◆ **YOUR GOAL**
Copy the rows starting with the line containing "Would you mind annotating the man's face" and going on through the end of the rows, and replace "integer pixel values" with "whole-number pixel coordinates" wherever it appears in them. Leave everything else unchanged.

Excerpts of location labeling data
★ ★ ★ ★ ★ ★ ★

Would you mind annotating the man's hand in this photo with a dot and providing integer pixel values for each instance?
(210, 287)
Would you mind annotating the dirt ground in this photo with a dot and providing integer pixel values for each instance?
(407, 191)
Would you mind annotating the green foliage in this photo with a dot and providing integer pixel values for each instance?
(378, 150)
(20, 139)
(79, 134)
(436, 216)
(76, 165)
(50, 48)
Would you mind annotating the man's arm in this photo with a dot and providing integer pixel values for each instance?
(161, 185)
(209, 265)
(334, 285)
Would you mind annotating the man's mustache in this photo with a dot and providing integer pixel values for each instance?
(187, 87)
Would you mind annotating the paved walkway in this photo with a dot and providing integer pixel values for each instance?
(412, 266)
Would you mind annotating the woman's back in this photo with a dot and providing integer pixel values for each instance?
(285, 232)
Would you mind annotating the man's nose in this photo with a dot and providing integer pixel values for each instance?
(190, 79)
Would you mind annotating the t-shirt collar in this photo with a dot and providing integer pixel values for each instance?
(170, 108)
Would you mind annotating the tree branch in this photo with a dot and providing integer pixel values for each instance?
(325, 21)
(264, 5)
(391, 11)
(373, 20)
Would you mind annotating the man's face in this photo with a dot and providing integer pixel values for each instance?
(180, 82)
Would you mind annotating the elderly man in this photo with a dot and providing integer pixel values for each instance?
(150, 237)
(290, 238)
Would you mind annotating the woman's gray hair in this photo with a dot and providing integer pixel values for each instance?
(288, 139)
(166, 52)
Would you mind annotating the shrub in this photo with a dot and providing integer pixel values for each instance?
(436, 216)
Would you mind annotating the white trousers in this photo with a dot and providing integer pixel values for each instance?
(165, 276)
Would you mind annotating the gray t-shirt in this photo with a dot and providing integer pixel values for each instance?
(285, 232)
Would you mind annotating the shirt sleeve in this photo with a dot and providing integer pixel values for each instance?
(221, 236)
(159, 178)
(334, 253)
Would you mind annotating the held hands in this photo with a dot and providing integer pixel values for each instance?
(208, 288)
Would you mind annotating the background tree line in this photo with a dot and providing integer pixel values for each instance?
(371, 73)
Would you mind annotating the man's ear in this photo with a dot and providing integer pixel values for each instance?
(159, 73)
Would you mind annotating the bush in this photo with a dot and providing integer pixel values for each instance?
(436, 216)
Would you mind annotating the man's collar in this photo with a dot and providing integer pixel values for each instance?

★ ★ ★ ★ ★ ★ ★

◆ **ANSWER TO THE PROBLEM**
Would you mind annotating the man's face in this photo with a dot and providing whole-number pixel coordinates for each instance?
(180, 82)
Would you mind annotating the elderly man in this photo with a dot and providing whole-number pixel coordinates for each instance?
(150, 237)
(290, 238)
Would you mind annotating the woman's gray hair in this photo with a dot and providing whole-number pixel coordinates for each instance?
(288, 139)
(166, 52)
Would you mind annotating the shrub in this photo with a dot and providing whole-number pixel coordinates for each instance?
(436, 216)
Would you mind annotating the white trousers in this photo with a dot and providing whole-number pixel coordinates for each instance?
(165, 276)
Would you mind annotating the gray t-shirt in this photo with a dot and providing whole-number pixel coordinates for each instance?
(285, 232)
Would you mind annotating the shirt sleeve in this photo with a dot and providing whole-number pixel coordinates for each instance?
(221, 236)
(159, 178)
(334, 253)
Would you mind annotating the held hands in this photo with a dot and providing whole-number pixel coordinates for each instance?
(208, 288)
Would you mind annotating the background tree line in this photo with a dot and providing whole-number pixel coordinates for each instance?
(371, 73)
Would you mind annotating the man's ear in this photo with a dot and providing whole-number pixel coordinates for each instance?
(159, 73)
Would you mind annotating the bush in this photo with a dot and providing whole-number pixel coordinates for each instance?
(436, 216)
Would you mind annotating the man's collar in this photo with a dot and providing whole-number pixel coordinates for each instance?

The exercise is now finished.